Продолжите приведенный ниже фрагмент о том, какое место Штольц занимает в жизни Обломова и Ольги, начав сразу после его последнего предложения.

ИСХОДНЫЙ ТЕКСТ:
····················
Мало того, Штольц неизменно появляется во “времени — пространстве” жизни Обломова и Ольги в дни печальные, тревожные или просто опасные. Как, скажем, в случае ограбления Ильи Ильича Таратьевым и Мухояровым или в дни тихого отчаяния Ольги после разрыва с Обломовым. То есть в моменты наиболее драматических перемен и поворотов, когда его помощь необходима особенно и без промедления. Но также своевременно оказывается он и в их спокойных буднях, обдумывая душевное бытование вместе с ними или для их блага.
Однако его присутствие необходимо им не потому только, что Штольц более опытен или искушен в самостоятельной жизни. Обломову, например, душевного опыта не занимать стать, а житейская неискушенность Ольги с лихвой выручается ее редким в своей нервной пытливости духовным чутьем. Всё глубже и чувствительней: Штольц желанен обоим — сердечно. Порой, пытаясь разъяснить и облегчить затруднения ума или сердца друзей, а то и переменить, наполнив свежим смыслом, их будни, он в этих своих намерениях успевает. Успевает оттого, что, помогая им самостоятельно разрешить “неразрешимые” проблемы, исподволь — самой своей бесстрашной рассудительностью — выручает их из докуки немудрящих или из беспокойства мудреных вопросов.
····················
СОХРАНЁННЫЕ ДАННЫЕ:

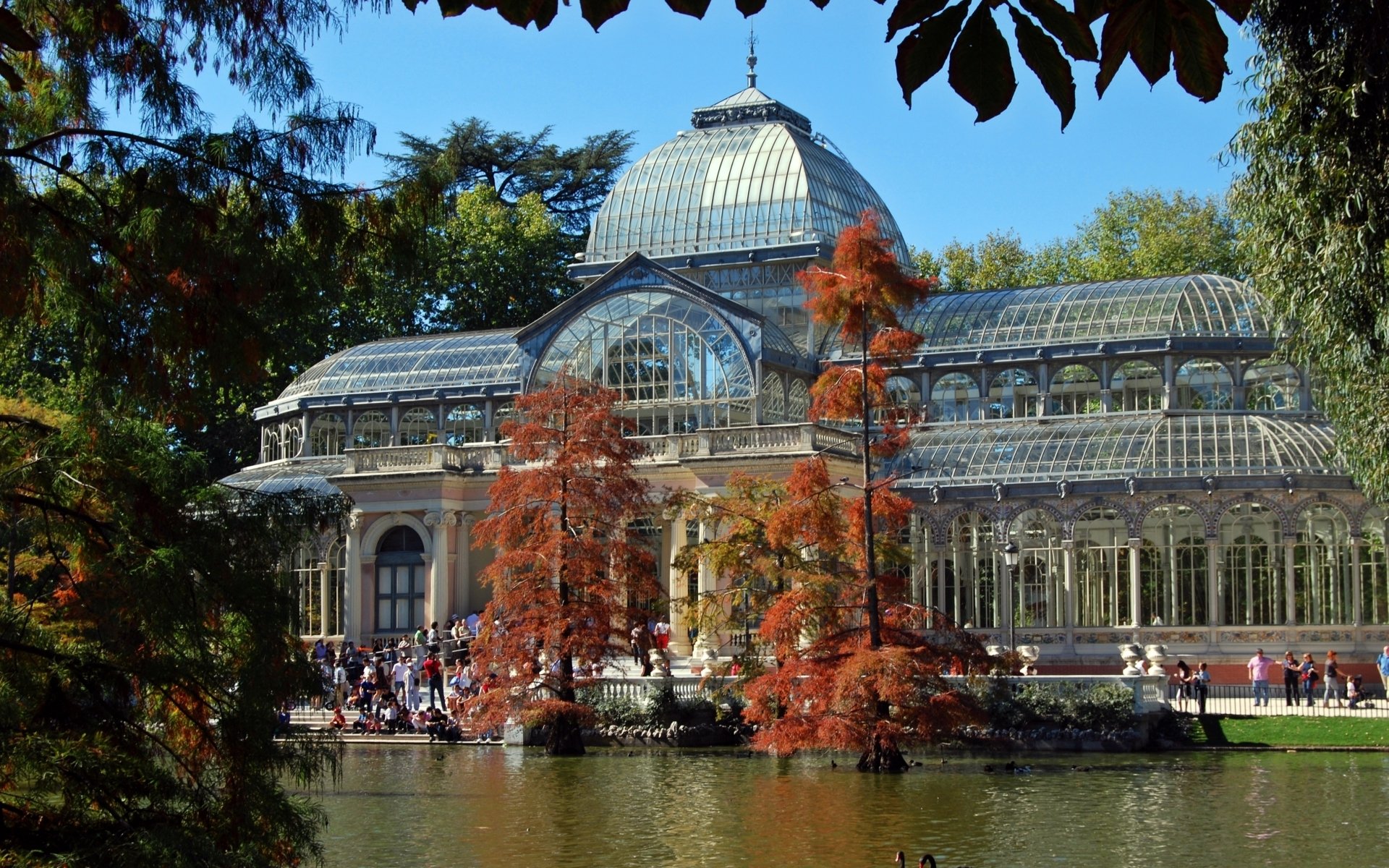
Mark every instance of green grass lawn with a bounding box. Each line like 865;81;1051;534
1190;715;1389;747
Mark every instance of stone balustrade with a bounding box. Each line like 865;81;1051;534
343;424;857;474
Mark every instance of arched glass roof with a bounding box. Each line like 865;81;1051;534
279;329;521;400
903;275;1271;352
221;456;347;495
586;88;907;263
896;414;1347;486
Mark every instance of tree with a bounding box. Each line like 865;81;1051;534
705;214;981;771
914;189;1247;292
0;399;343;868
389;118;632;240
1231;0;1389;500
404;0;1250;129
474;378;660;754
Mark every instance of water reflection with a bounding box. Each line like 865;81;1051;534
310;746;1389;868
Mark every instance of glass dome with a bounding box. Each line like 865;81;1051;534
903;275;1273;352
897;414;1347;486
586;88;909;263
279;329;521;400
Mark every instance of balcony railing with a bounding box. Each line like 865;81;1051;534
344;424;857;474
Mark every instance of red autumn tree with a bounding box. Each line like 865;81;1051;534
474;378;658;754
746;213;983;771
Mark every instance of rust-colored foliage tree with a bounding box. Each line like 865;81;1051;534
747;213;983;771
474;378;660;754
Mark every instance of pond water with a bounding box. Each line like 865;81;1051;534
313;746;1389;868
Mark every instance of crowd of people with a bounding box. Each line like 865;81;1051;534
313;613;496;741
1175;646;1389;714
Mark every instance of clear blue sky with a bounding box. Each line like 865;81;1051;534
190;0;1252;249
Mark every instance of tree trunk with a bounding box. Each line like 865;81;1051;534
859;736;912;773
545;714;586;757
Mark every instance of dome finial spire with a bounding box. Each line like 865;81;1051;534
747;21;757;88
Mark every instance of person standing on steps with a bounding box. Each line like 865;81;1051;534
1321;651;1345;708
1246;649;1274;708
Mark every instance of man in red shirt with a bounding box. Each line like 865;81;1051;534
420;652;444;708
····················
РЕЗУЛЬТАТ ВЫПОЛНЕНИЯ:
Но и его великодушие, вопреки отцову ригоризму пробивавшееся уже и изнутри скудного на понимание детства, и его воспитанные чувства и убеждения нуждаются в их дружеском понимании не меньше. Нуждаются именно для полного и свободного своего воплощения. Штольц вместе с Гончаровым чувствует и как необходимый сознает смысл движения навстречу Ольге и Илье Ильичу. Оттого-то так живо и занимают Гончарова подробности совместного интереса всех этих персонажей к внутренней, домашней, сердечной жизни. И совсем не занимают детали внешней, торгово-промышленной, так сказать, жизни Штольца. Так что, даже по прошествии нескольких лет, все парижские, швейцарские, крымские разговоры Штольца с Ольгой оказываются сродни его петербургским разговорам с Обломовым. Все они — либо о душевно потаенном и существенном, либо о житейски и философски важном. В них нет проходных тем.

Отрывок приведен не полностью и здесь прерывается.